| GIVEN REQUEST |
Pull out every line in the entries below that contains the word "narrow", and list them in the order they appear.

----

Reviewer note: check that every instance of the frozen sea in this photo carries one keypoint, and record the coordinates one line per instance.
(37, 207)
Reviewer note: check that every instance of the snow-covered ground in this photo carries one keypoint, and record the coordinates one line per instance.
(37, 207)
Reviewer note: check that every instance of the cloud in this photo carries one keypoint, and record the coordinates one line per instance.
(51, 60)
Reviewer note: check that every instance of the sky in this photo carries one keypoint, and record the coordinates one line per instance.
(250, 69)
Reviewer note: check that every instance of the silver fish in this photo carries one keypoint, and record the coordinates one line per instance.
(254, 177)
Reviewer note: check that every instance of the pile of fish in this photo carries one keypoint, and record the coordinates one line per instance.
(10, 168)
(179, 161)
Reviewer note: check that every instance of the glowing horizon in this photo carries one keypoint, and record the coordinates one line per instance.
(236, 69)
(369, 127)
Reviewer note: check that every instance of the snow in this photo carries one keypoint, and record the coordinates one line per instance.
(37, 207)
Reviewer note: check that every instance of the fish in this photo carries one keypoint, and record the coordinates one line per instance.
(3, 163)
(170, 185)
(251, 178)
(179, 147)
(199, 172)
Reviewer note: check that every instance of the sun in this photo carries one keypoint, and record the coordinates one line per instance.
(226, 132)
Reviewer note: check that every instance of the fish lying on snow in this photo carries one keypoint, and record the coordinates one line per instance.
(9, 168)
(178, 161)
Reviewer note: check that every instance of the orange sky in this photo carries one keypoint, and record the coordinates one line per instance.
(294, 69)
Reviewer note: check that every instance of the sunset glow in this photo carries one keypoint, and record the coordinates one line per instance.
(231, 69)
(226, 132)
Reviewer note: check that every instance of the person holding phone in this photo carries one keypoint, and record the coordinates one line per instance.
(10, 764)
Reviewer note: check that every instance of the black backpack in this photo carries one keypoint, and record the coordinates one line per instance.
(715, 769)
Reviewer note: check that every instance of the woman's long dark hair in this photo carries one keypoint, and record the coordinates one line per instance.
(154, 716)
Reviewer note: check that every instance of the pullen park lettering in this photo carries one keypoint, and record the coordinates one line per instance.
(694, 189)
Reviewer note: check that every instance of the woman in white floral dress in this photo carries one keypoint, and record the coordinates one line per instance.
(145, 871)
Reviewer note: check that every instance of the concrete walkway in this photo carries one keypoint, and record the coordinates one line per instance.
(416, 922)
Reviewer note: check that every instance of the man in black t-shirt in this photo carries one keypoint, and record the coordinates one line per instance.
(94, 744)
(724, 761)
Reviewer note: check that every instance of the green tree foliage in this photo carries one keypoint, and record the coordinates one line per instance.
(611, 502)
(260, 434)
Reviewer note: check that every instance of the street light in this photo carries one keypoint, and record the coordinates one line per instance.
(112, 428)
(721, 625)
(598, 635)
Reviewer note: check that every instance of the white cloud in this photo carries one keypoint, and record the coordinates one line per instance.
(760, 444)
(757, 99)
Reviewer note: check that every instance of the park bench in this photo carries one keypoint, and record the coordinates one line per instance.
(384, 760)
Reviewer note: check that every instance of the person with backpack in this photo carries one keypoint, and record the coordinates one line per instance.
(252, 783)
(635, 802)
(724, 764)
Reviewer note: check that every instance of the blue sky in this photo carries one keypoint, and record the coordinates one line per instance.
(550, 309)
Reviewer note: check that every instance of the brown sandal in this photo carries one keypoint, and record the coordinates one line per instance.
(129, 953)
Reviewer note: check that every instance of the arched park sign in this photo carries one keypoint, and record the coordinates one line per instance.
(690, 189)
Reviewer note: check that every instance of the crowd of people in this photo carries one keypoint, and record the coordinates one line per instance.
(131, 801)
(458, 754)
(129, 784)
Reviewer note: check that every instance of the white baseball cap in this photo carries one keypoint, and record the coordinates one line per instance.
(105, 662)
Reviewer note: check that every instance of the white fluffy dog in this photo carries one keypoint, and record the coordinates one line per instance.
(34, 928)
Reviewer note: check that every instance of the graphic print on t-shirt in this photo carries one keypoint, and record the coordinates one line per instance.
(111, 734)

----

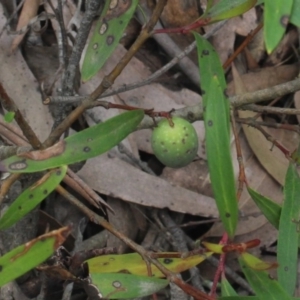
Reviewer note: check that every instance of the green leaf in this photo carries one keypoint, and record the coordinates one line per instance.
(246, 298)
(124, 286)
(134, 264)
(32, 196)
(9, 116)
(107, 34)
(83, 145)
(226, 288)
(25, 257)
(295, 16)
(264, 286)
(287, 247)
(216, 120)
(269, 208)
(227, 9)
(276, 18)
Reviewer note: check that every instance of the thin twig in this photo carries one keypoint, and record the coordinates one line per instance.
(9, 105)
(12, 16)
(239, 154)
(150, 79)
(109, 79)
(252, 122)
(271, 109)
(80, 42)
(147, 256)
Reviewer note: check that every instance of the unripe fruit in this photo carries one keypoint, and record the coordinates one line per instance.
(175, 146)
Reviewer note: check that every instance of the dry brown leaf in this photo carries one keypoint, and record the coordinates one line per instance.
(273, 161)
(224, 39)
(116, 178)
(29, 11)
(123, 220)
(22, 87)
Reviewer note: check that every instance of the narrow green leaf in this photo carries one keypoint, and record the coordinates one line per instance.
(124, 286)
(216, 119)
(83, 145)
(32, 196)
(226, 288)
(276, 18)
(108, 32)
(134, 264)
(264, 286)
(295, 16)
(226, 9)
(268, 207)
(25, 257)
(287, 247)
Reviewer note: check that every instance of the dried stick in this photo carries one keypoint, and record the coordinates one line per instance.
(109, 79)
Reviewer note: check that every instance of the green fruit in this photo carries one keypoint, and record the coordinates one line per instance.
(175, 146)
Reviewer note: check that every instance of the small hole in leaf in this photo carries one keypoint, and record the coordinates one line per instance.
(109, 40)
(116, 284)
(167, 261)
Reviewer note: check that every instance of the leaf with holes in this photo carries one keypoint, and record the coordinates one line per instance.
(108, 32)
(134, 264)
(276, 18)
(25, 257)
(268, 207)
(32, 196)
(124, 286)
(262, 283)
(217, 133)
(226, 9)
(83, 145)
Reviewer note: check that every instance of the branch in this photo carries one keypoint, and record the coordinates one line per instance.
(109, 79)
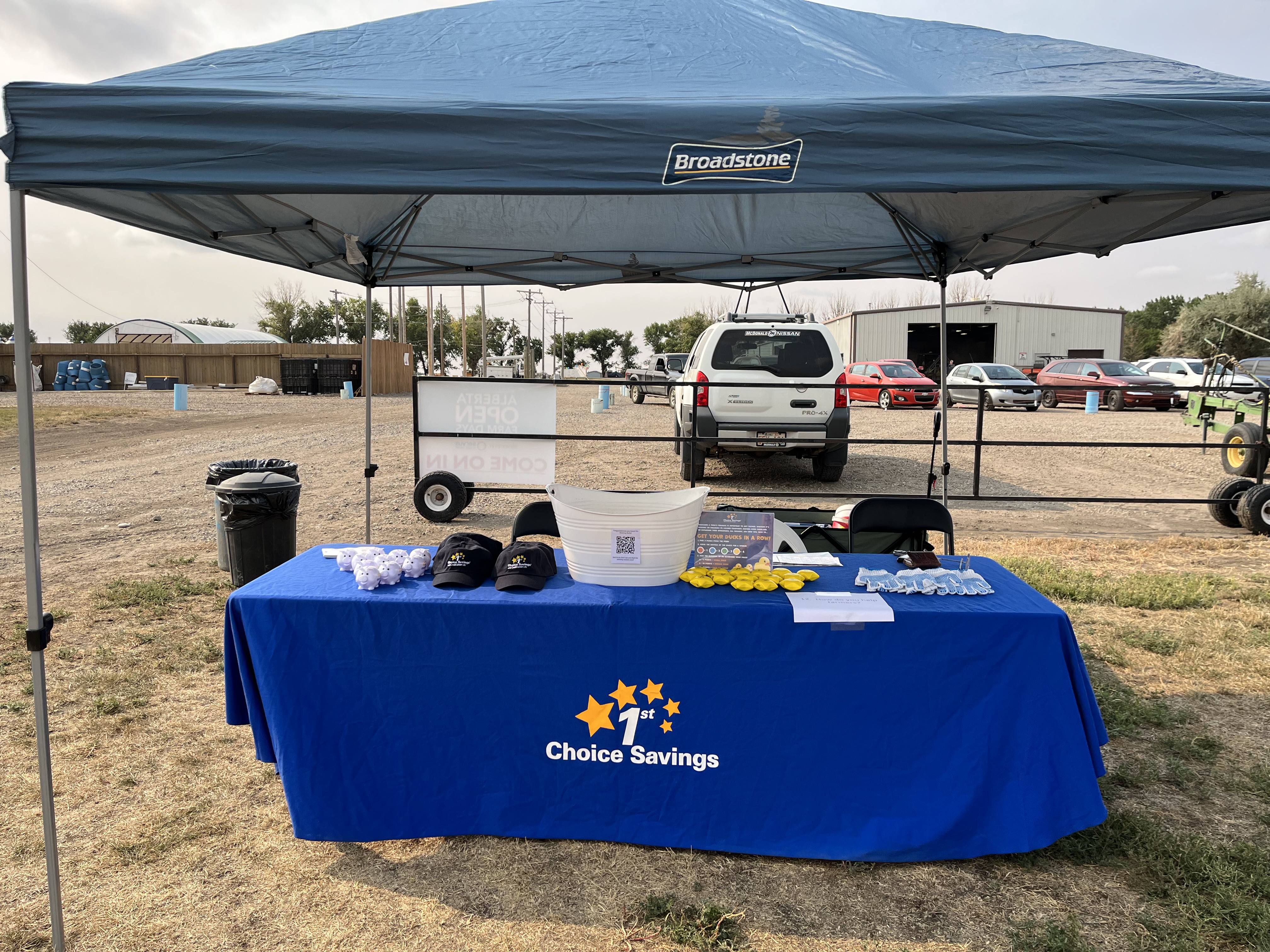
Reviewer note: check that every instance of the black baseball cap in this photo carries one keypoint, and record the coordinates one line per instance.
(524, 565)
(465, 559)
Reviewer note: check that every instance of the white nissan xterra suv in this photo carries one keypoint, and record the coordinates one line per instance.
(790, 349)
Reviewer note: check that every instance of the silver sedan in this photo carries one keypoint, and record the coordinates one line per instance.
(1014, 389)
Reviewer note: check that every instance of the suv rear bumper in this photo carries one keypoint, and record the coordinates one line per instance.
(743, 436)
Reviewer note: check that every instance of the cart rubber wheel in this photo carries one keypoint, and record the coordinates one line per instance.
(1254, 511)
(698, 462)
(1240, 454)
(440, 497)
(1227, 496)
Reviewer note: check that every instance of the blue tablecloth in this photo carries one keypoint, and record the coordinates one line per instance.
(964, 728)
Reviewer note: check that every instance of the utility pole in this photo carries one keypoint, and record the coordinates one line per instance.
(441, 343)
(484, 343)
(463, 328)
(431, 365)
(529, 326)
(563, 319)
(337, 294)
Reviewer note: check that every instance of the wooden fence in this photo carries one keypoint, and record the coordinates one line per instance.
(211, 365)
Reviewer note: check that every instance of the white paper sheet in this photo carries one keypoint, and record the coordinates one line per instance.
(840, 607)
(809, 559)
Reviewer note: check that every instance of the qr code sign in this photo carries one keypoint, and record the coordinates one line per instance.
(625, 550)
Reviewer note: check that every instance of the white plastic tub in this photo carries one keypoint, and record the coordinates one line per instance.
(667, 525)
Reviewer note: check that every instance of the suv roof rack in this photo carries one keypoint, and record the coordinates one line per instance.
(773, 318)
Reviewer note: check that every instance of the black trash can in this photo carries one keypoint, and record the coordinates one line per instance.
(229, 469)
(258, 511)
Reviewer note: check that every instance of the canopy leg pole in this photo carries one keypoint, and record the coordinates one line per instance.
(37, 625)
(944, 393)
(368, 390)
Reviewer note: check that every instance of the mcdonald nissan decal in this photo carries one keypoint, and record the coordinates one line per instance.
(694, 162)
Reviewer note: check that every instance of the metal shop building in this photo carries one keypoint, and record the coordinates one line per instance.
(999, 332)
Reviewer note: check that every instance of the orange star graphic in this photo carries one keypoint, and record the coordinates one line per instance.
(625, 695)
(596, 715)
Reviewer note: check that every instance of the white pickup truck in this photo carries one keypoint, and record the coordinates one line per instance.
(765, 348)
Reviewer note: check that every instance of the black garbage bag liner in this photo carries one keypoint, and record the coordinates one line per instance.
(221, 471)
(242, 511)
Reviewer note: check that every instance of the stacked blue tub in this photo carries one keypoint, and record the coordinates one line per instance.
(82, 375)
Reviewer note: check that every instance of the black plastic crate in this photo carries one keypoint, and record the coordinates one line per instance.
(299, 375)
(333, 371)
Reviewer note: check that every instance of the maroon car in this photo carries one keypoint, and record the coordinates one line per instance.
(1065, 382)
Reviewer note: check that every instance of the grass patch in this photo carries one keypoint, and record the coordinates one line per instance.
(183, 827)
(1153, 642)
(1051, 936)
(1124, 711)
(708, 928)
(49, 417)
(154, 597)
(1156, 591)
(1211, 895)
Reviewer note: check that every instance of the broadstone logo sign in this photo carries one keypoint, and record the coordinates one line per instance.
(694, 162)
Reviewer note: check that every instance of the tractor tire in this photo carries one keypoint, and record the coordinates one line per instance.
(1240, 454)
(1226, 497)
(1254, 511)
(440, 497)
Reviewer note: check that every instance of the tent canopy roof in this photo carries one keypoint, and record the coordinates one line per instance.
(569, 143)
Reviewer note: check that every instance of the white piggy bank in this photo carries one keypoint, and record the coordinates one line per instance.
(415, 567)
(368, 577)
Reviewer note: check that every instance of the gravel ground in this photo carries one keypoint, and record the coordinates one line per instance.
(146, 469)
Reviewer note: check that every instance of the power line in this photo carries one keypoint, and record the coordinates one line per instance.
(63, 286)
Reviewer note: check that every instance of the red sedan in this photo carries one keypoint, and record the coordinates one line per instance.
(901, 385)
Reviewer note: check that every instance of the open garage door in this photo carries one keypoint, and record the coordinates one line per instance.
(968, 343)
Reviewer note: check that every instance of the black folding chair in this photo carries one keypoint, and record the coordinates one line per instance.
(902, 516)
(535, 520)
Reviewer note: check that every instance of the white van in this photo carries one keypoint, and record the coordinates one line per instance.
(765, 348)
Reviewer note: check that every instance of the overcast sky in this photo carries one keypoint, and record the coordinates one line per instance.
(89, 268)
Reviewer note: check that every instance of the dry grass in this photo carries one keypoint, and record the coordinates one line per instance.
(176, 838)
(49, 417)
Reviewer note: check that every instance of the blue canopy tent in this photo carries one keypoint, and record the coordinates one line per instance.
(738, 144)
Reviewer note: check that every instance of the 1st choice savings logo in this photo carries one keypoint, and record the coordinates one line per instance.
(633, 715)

----

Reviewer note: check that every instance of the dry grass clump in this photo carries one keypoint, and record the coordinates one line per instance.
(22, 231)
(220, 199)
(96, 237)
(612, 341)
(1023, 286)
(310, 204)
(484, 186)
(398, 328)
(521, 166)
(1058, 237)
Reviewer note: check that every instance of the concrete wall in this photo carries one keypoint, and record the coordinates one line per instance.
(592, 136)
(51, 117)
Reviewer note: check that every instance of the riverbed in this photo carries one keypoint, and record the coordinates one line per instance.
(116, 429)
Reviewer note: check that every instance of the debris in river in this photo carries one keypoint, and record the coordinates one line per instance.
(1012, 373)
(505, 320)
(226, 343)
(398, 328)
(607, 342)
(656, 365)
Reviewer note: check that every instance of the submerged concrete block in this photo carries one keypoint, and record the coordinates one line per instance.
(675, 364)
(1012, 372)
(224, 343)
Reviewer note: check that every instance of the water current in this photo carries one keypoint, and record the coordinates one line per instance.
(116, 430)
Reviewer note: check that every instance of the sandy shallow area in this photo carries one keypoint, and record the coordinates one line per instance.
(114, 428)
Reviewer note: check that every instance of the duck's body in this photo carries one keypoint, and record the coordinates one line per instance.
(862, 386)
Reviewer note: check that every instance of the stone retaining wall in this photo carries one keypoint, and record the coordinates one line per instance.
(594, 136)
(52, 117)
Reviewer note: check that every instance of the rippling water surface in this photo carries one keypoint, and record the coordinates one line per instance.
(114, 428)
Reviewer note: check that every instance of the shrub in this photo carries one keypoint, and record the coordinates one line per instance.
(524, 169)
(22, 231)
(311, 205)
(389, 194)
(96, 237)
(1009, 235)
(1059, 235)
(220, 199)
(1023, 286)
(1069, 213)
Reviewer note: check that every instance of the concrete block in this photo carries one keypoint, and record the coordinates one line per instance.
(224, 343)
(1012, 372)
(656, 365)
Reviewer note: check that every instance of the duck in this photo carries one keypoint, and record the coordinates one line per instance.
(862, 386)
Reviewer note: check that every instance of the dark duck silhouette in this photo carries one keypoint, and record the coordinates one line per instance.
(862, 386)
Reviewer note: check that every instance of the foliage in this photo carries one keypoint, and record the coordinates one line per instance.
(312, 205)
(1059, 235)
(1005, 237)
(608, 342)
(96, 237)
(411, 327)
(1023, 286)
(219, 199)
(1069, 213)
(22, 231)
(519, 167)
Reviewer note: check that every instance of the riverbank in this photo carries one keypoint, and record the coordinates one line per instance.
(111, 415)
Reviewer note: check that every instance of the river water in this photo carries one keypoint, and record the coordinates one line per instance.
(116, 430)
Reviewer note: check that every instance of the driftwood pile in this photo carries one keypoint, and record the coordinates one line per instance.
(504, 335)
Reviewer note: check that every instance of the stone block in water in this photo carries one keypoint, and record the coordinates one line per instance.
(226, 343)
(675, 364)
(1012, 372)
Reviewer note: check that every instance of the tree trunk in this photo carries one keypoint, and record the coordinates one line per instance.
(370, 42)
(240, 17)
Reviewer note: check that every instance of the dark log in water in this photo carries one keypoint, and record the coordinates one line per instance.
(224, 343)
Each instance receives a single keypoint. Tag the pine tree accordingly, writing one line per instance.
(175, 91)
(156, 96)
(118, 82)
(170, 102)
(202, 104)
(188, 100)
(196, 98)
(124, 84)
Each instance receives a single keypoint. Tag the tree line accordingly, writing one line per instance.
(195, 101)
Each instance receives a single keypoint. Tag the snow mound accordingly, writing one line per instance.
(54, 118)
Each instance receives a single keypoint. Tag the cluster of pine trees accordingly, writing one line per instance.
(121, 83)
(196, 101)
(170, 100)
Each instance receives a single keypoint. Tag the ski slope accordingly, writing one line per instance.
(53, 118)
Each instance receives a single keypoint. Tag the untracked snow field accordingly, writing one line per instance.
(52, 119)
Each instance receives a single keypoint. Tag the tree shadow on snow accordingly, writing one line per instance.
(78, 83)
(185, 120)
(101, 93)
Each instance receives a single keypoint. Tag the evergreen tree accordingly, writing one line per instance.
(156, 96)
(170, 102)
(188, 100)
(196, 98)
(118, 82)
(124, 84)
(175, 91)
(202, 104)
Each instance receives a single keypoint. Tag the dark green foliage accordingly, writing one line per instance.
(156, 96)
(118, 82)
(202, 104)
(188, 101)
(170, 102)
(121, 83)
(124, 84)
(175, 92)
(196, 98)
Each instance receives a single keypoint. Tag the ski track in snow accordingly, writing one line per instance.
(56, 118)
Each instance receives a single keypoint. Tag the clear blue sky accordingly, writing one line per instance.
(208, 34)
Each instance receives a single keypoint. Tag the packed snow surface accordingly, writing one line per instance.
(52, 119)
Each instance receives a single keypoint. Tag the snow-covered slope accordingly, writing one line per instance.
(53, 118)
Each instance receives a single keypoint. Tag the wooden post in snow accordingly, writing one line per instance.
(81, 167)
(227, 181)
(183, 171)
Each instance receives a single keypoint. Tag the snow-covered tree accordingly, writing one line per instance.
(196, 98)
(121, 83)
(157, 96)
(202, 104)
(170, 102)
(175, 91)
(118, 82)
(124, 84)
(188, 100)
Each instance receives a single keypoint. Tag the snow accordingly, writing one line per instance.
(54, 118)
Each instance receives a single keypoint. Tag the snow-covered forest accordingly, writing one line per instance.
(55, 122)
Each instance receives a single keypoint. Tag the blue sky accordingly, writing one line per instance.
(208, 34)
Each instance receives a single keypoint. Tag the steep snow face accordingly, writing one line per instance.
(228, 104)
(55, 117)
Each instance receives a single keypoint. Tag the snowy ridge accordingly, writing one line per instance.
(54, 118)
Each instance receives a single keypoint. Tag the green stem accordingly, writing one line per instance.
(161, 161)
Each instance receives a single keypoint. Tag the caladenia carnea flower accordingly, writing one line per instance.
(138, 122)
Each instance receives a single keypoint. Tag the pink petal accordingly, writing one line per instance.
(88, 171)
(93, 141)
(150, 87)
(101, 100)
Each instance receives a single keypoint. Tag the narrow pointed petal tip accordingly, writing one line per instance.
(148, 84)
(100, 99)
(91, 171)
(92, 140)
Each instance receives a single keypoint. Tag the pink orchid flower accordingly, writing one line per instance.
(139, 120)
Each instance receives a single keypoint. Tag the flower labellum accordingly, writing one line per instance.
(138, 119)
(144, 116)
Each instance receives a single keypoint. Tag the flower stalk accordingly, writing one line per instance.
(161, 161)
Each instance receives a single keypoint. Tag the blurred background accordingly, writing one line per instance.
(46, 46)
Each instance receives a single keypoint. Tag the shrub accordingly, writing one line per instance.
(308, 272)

----

| SOLUTION BELOW |
Reviewer note: check that every instance of the narrow green leaf in this photo carries one keypoint, and record the coordinates one line per instance.
Each instance receives a single keypoint. Tag the narrow pointed petal tip accordingly, writing one line per instance.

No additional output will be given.